### ACTIVITY
From the lines below, keep only those that contain the string "given", and copy each of them in full.

**** DATA SECTION ****

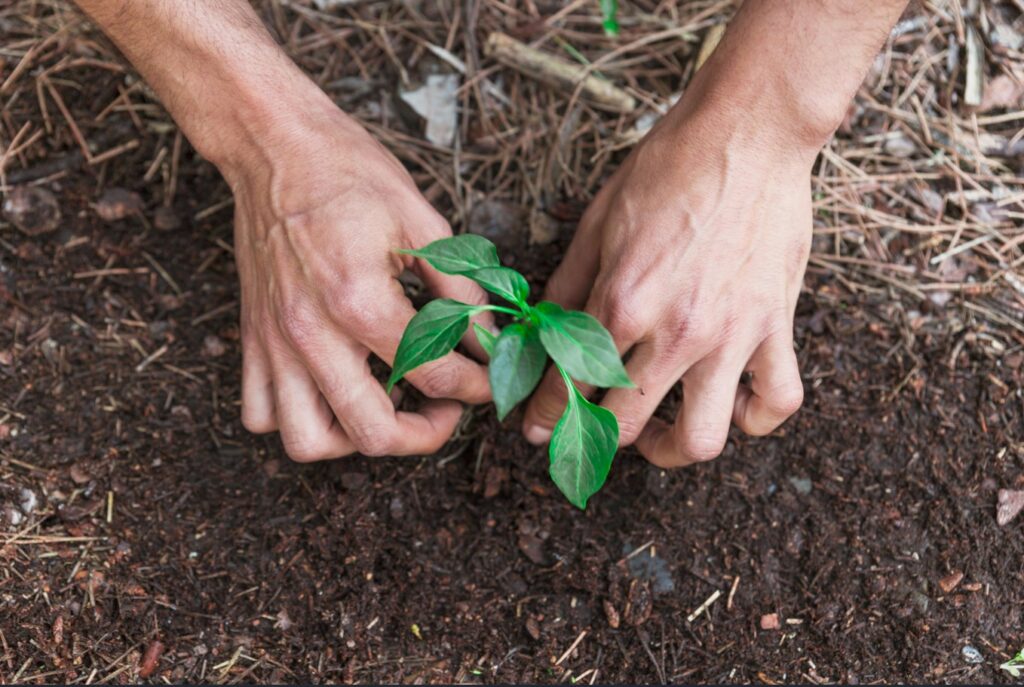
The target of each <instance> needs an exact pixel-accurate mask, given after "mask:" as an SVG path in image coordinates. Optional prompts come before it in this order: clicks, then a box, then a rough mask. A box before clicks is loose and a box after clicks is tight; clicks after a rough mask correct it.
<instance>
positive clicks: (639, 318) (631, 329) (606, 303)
mask: <svg viewBox="0 0 1024 687" xmlns="http://www.w3.org/2000/svg"><path fill="white" fill-rule="evenodd" d="M641 308H642V303H641V302H639V301H638V299H637V298H636V296H634V295H633V294H630V293H612V294H610V295H608V297H607V299H606V301H605V307H604V311H605V318H606V320H607V323H606V324H607V327H608V331H609V332H611V336H612V338H614V339H615V340H616V341H634V340H636V339H639V338H641V337H643V335H644V334H645V331H644V330H645V328H644V324H643V320H642V318H641V316H640V312H641Z"/></svg>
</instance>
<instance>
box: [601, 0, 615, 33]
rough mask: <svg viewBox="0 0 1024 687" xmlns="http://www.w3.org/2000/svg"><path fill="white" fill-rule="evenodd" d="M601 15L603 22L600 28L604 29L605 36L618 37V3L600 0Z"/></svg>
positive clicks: (614, 1) (604, 0) (609, 1)
mask: <svg viewBox="0 0 1024 687" xmlns="http://www.w3.org/2000/svg"><path fill="white" fill-rule="evenodd" d="M601 14H602V16H603V17H604V22H602V23H601V26H603V27H604V34H605V36H617V35H618V18H617V14H618V1H617V0H601Z"/></svg>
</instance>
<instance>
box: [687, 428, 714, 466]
mask: <svg viewBox="0 0 1024 687" xmlns="http://www.w3.org/2000/svg"><path fill="white" fill-rule="evenodd" d="M723 448H725V437H723V436H719V435H718V434H714V433H709V432H703V431H694V432H689V433H687V434H686V435H685V436H684V438H683V442H682V453H683V458H685V459H687V460H689V461H691V462H693V463H707V462H708V461H713V460H715V459H716V458H718V457H719V456H720V455H721V454H722V449H723Z"/></svg>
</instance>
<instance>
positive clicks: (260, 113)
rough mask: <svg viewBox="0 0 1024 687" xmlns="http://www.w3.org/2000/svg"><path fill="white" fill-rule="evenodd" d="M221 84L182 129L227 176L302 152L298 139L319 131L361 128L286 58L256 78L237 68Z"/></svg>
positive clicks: (328, 96)
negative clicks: (274, 69) (267, 73)
mask: <svg viewBox="0 0 1024 687" xmlns="http://www.w3.org/2000/svg"><path fill="white" fill-rule="evenodd" d="M224 86H225V88H223V89H222V90H221V91H220V92H218V93H217V94H216V95H215V96H212V99H211V102H210V103H209V109H208V110H207V112H206V113H205V114H204V116H203V117H202V118H201V120H199V121H194V122H193V123H191V126H190V127H189V128H190V129H191V131H190V132H188V131H186V133H189V138H191V139H193V144H194V145H195V146H196V148H197V151H198V152H199V153H200V154H201V155H202V156H203V157H204V158H206V159H207V160H209V161H210V162H211V163H213V164H214V165H215V166H216V167H217V169H218V170H220V172H221V174H223V175H224V176H225V178H227V180H228V182H230V181H231V179H232V178H234V177H237V176H238V175H239V174H241V173H243V172H244V171H246V170H249V169H252V168H253V167H254V166H266V167H269V165H270V164H271V163H272V162H273V161H274V160H276V159H279V158H280V157H282V156H287V157H292V156H294V155H296V154H298V155H301V152H300V151H299V149H298V148H299V147H300V143H301V142H302V141H309V140H311V138H313V137H315V136H316V134H317V132H323V133H325V134H328V133H330V134H331V135H339V134H341V135H344V133H345V132H346V131H349V130H350V131H351V132H352V133H355V132H357V131H362V129H361V127H359V125H358V124H357V123H356V122H355V121H354V120H352V119H351V118H349V117H348V116H347V115H345V114H344V113H343V112H342V111H341V110H340V109H339V108H338V106H337V105H336V104H334V102H333V101H332V100H331V98H330V97H329V96H328V95H327V94H326V93H325V92H324V91H323V90H321V89H319V88H318V87H317V86H316V85H315V84H314V83H313V82H312V81H310V80H309V79H308V78H307V77H306V76H305V75H304V74H302V73H301V72H300V71H299V70H298V69H297V68H295V67H294V66H293V65H290V63H289V65H285V66H283V69H282V71H281V73H278V74H273V75H267V74H261V75H259V78H258V79H248V78H246V76H245V75H244V74H240V75H239V76H237V77H234V78H232V79H231V80H230V81H229V82H227V83H226V84H224ZM182 128H184V126H183V127H182Z"/></svg>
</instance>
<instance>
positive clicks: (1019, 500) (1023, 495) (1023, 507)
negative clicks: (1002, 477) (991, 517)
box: [995, 489, 1024, 527]
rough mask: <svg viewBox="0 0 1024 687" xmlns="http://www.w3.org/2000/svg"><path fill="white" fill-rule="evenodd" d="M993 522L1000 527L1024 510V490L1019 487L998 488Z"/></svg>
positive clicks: (1015, 517)
mask: <svg viewBox="0 0 1024 687" xmlns="http://www.w3.org/2000/svg"><path fill="white" fill-rule="evenodd" d="M997 503H998V507H997V508H996V511H995V522H996V523H997V524H998V525H999V526H1000V527H1002V526H1004V525H1007V524H1010V521H1011V520H1013V519H1014V518H1016V517H1017V515H1018V514H1019V513H1020V512H1021V511H1022V510H1024V491H1022V490H1020V489H999V495H998V502H997Z"/></svg>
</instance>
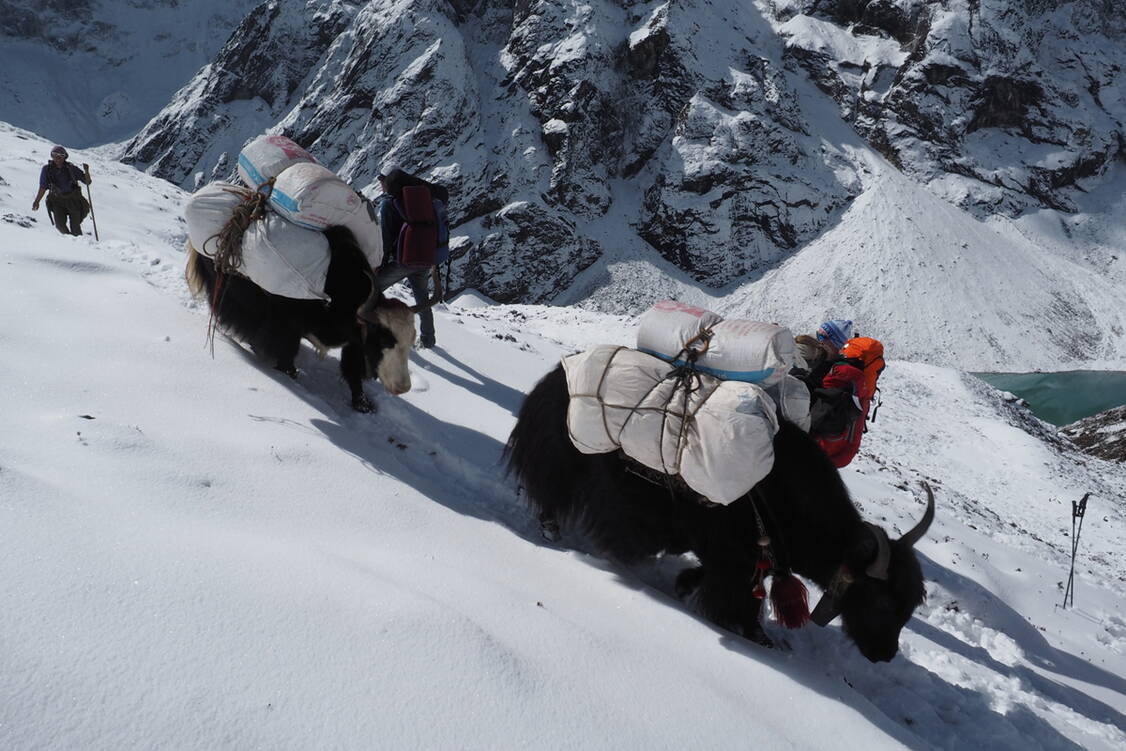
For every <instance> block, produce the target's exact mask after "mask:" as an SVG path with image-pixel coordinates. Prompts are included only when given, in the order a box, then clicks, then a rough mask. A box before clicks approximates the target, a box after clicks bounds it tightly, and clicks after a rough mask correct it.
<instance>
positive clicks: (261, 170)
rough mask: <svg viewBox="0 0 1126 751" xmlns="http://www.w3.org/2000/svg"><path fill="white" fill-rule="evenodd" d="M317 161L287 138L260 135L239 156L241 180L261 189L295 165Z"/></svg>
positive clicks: (254, 187) (245, 184)
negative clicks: (268, 183) (275, 178)
mask: <svg viewBox="0 0 1126 751" xmlns="http://www.w3.org/2000/svg"><path fill="white" fill-rule="evenodd" d="M303 162H305V163H312V164H316V163H318V162H316V159H315V158H314V157H313V154H311V153H309V152H307V151H305V150H304V149H302V147H301V146H298V145H297V144H296V143H294V142H293V141H291V140H289V138H287V137H285V136H284V135H260V136H258V137H257V138H254V140H253V141H251V142H250V143H248V144H247V145H245V146H243V147H242V151H241V152H239V179H241V180H242V181H243V182H244V184H245V185H247V186H249V187H251V188H258V187H260V186H262V185H265V184H266V182H268V181H269V179H270V178H276V177H277V176H278V175H282V172H283V171H285V170H287V169H289V168H291V167H293V166H294V164H301V163H303Z"/></svg>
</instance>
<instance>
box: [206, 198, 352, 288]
mask: <svg viewBox="0 0 1126 751" xmlns="http://www.w3.org/2000/svg"><path fill="white" fill-rule="evenodd" d="M251 196H253V190H250V189H249V188H244V187H242V186H236V185H231V184H229V182H212V184H209V185H206V186H204V187H203V188H200V189H199V190H197V191H196V193H195V194H193V196H191V197H190V198H188V203H187V206H186V207H185V212H184V214H185V218H186V220H187V222H188V236H189V238H190V239H191V245H193V247H194V248H195V249H196V250H197V251H198V252H200V253H203V254H204V256H207V257H208V258H214V257H215V252H216V250H217V249H218V247H217V239H216V236H215V235H216V234H217V233H218V232H220V231H221V230H222V229H223V226H224V225H225V224H226V223H227V221H229V220H230V218H231V213H232V212H233V211H234V208H235V207H236V206H238V205H239V204H241V203H242V202H243V200H245V199H248V198H250V197H251ZM329 258H330V256H329V241H328V239H327V238H325V236H324V234H323V233H321V232H315V231H313V230H305V229H302V227H300V226H297V225H295V224H292V223H289V222H287V221H285V220H284V218H282V217H280V216H278V215H277V214H274V213H271V212H269V213H267V214H266V217H265V218H262V220H260V221H258V222H251V224H250V227H248V229H247V232H245V234H244V235H243V236H242V266H241V267H240V268H239V271H240V272H241V274H242V275H243V276H245V277H248V278H249V279H250V280H251V281H253V283H254V284H257V285H258V286H259V287H261V288H262V289H265V290H266V292H269V293H272V294H275V295H282V296H283V297H295V298H297V299H328V296H327V295H325V294H324V277H325V274H328V270H329Z"/></svg>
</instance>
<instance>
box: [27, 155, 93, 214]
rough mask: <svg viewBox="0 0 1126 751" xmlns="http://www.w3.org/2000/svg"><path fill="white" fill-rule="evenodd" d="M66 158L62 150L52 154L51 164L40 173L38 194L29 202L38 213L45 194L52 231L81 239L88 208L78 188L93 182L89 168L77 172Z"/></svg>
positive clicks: (44, 166) (86, 202)
mask: <svg viewBox="0 0 1126 751" xmlns="http://www.w3.org/2000/svg"><path fill="white" fill-rule="evenodd" d="M68 157H70V154H68V153H66V150H65V149H63V147H62V146H55V147H54V149H52V150H51V161H50V162H47V163H46V164H44V166H43V169H42V170H39V191H38V193H37V194H35V200H33V202H32V211H33V212H37V211H39V200H42V199H43V194H48V195H47V214H48V215H50V216H51V220H52V222H53V223H54V225H55V229H56V230H59V231H60V232H62V233H63V234H74V235H80V234H82V220H84V218H86V215H87V214H89V213H90V204H89V203H88V202H87V199H86V198H83V197H82V188H81V187H80V184H86V185H90V182H91V181H92V180H91V178H90V166H89V164H82V169H79V168H78V167H75V166H74V164H71V163H70V162H69V161H66V158H68ZM48 191H50V193H48ZM68 222H69V223H70V226H69V227H68Z"/></svg>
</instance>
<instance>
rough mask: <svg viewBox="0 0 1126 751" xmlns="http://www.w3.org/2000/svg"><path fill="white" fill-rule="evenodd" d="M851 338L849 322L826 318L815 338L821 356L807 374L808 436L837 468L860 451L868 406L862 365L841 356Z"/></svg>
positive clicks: (819, 328)
mask: <svg viewBox="0 0 1126 751" xmlns="http://www.w3.org/2000/svg"><path fill="white" fill-rule="evenodd" d="M851 338H852V322H851V321H848V320H843V319H834V320H829V321H825V322H824V323H822V324H821V325H820V327H819V328H817V332H816V339H817V342H819V343H820V346H821V348H822V349H823V351H824V359H823V360H822V361H821V363H820V364H819V366H816V367H813V368H812V369H811V373H810V377H808V381H807V385H808V386H810V396H811V399H812V401H813V403H812V404H811V408H810V422H811V426H810V435H812V436H813V437H814V439H815V440H816V441H817V445H819V446H821V448H822V450H823V452H824V453H825V454H826V455H828V456H829V458H830V461H832V463H833V466H835V467H838V468H840V467H844V466H848V464H849V463H850V462H851V461H852V458H854V457H855V456H856V454H857V452H858V450H860V439H861V438H863V437H864V429H865V421H866V419H867V417H868V406H869V405H870V403H872V397H873V395H874V394H870V393H868V391H869V390H868V387H867V382H866V378H865V375H864V369H863V365H860V364H858V363H856V361H855V360H849V359H844V358H842V357H841V354H840V351H841V349H842V348H844V346H846V345H847V342H848V341H849V340H850V339H851Z"/></svg>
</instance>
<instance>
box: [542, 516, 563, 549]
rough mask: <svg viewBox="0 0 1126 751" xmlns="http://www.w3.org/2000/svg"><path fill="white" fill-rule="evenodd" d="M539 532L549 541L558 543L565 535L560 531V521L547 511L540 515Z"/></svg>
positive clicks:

****

### WRITTEN SOLUTION
The target of each <instance> needs an exact pixel-accurate mask, given after "mask:" as an SVG path in image coordinates. Optional prompts come before it in this order: clicks, then a box, then a rough mask. A box before clicks is loose and a box after clicks is tight; clicks after a rough mask correct it.
For every <instance> block, produce the target's exact mask after "mask:" as an SVG path with image-pixel coordinates. Prompts are included only when given, in the order a box, then clicks, then a rough mask. A box before clicks approximates the target, a box after clicks bounds it tightly, and clicks after a rough mask correct it.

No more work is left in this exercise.